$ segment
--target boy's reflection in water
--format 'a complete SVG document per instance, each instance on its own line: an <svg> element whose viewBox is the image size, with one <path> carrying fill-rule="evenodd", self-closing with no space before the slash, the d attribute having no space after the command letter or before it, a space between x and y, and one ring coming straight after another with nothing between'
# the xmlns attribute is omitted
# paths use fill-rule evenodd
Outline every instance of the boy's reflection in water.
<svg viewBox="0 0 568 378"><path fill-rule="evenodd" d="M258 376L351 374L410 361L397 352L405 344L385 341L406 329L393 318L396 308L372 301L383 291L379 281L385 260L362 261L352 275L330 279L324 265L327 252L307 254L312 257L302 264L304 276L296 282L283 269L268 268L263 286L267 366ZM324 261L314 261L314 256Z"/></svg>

## Given request
Substitute "shadow" for "reflection" throughout these lines and reproduce them with everything else left unchanged.

## Solution
$ segment
--target boy's shadow in water
--format 'a complete SVG document per instance, each instance on its own line: an <svg> element whose viewBox is the image size, with one <path> carrying fill-rule="evenodd", self-closing with no space before the slash, the d attribute having no space after the command letter or before it, a space between x and y, and one ring coming straight after another with nothing between'
# the xmlns attribute is omitted
# paths use fill-rule evenodd
Outline every instance of the boy's shadow in water.
<svg viewBox="0 0 568 378"><path fill-rule="evenodd" d="M258 376L351 374L410 361L397 352L405 344L385 341L406 329L393 318L396 308L372 301L383 291L379 281L385 260L362 261L352 275L330 279L324 265L327 252L307 254L312 257L302 264L304 276L296 282L283 269L268 268L263 286L267 366ZM324 261L314 261L314 256Z"/></svg>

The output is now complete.